- _STATED PROBLEM_
In the page excerpt describing the Japanese flash-card program, how many lines does each page of words and expressions contain?

This program to practise Japanese is based on the principle of flash cards: words or expressions, in English or Japanese, are displayed on screen, one by one in random order, and the user should type the appropriate response in 'roomaji' (Western letters.)

There are three ways of using the program:

  1. Japanese words or expressions can be displayed in 'kana' (syllables) and 'kanji' (Chinese characters,) and the user should enter
    1. their reading or
    2. their English equivalent; or
  2. English words or expressions can be displayed, and the user should enter their Japanese equivalent.
(Japanese entered in 'roomaji' can be set to be converted into 'hiragana'.)

The words and expressions are arranged in pages of 20 lines, and the user selects a range of pages to be practised. There is an option to store the words and expressions which one did not get right in a 'problem file', to practise them again later.
Words and expressions can also be

  1. shown on screen, by page,
  2. looked up, as in a dictionary, and
  3. listed to a file which can be sent to a printer.
Similarly, the table of kana and kanji can be shown on screen, and the one of kanji be listed for printing.

Running the program requires five data-files, all with the same filename but different extensions. The (path and) filename are specified on the command line when the program is started.

filename.cfg :
stores various initial settings for the program;
filename.dct :
contains the vocabulary; while the program provides a way to make changes, word by word, it will be found easier to modify the file with a text editor (- after making a back-up, and making sure to keep the data structure intact;)
filename.err :
is the 'problem file', (which may be empty;)
filename.sym :
contains the screen and printer definitions of the kana and kanji, (which can be altered from inside the program;)
filename.txt :
contains introductions, to the program and to the language, in plain ASCII-format.
Three sets of such data-files are provided:
kana.ext :
These constitute a programme to practise the Japanese hiragana and katakana writing-systems. The words used for practice are ones which students commonly come across at the beginning of a Japanese course, but an attempt has been made to achieve an even cover of the range of syllables.
busy1.ext :
Using these files, words and expressions are introduced in the order in which they appear in Japanese for Busy People, vol. I (of the revised edition, 1994,) published by Kodansha. This being a beginners' textbook, verbs are given in the polite "-masu"-form throughout. There is a section to practise the first 20 kanji, which are introduced in Appendix M of the text (and assumed in vol. II.)

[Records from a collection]

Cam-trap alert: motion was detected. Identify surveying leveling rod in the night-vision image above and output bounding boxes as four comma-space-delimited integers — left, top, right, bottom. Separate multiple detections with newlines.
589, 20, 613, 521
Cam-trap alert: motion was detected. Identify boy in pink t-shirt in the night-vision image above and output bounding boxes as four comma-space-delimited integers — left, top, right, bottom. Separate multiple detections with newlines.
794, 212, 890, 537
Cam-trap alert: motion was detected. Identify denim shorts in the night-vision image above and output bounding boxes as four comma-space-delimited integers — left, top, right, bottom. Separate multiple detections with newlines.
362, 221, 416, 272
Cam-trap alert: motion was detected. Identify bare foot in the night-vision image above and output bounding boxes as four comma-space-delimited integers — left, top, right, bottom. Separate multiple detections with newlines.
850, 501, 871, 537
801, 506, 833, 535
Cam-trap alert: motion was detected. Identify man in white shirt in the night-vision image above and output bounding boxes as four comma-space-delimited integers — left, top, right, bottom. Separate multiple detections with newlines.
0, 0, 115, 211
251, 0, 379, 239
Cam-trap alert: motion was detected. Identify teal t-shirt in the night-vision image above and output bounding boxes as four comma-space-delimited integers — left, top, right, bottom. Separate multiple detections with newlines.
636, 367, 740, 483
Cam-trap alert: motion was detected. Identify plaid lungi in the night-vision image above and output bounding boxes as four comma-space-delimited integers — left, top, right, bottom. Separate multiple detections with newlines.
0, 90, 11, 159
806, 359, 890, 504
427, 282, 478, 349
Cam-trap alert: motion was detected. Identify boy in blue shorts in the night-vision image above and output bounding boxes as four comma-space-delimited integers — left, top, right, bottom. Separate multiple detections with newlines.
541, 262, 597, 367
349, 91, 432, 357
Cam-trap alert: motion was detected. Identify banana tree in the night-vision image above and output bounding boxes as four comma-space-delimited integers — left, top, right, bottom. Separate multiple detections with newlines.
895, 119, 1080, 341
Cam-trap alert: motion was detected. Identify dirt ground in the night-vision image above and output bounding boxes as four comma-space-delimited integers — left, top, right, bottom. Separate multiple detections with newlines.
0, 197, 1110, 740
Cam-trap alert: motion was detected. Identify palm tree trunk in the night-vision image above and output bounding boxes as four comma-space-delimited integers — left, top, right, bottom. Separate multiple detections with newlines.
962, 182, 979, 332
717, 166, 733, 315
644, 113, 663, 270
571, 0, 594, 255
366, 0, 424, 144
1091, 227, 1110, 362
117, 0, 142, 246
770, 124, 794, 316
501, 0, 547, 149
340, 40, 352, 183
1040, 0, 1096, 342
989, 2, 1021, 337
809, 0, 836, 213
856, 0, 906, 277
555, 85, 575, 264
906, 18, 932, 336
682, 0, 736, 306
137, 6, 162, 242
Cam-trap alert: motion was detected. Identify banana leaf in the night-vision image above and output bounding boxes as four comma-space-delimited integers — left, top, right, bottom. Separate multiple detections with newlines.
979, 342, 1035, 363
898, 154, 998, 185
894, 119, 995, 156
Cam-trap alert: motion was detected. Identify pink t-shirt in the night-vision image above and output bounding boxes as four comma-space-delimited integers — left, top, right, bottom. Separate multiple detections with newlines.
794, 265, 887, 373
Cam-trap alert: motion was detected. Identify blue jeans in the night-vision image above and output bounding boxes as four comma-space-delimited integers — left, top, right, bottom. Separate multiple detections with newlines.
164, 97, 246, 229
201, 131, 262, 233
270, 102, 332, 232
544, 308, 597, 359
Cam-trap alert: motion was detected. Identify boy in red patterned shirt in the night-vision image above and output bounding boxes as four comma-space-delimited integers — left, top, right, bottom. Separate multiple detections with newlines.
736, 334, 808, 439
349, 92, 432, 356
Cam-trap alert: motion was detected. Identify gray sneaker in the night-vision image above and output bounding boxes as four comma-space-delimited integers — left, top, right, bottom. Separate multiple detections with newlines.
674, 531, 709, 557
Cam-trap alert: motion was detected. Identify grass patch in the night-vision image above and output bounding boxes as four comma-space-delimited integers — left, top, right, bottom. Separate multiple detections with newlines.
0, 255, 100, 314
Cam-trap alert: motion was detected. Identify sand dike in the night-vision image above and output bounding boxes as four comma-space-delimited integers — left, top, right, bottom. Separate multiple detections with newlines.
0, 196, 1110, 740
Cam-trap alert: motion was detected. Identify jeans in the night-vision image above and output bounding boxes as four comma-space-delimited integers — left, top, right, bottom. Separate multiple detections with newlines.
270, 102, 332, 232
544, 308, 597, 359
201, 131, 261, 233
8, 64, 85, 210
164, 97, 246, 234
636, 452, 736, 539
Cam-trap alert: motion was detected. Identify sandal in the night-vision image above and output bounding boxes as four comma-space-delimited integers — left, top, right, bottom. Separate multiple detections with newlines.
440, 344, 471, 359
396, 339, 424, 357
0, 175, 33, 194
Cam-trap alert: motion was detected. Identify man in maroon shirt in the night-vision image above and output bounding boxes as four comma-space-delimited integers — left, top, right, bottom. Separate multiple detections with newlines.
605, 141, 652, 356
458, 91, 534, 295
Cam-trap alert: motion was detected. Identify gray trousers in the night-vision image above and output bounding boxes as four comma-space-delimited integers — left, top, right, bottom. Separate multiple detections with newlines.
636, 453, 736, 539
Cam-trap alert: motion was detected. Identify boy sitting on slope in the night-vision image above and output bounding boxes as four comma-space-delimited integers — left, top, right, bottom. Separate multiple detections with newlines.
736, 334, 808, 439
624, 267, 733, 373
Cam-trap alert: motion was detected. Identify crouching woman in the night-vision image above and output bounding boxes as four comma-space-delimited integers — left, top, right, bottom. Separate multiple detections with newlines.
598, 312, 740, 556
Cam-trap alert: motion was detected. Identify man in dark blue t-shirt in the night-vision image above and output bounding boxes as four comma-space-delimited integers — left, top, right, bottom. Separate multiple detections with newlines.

- _FINISHED EXERCISE_
Each page contains 20 lines.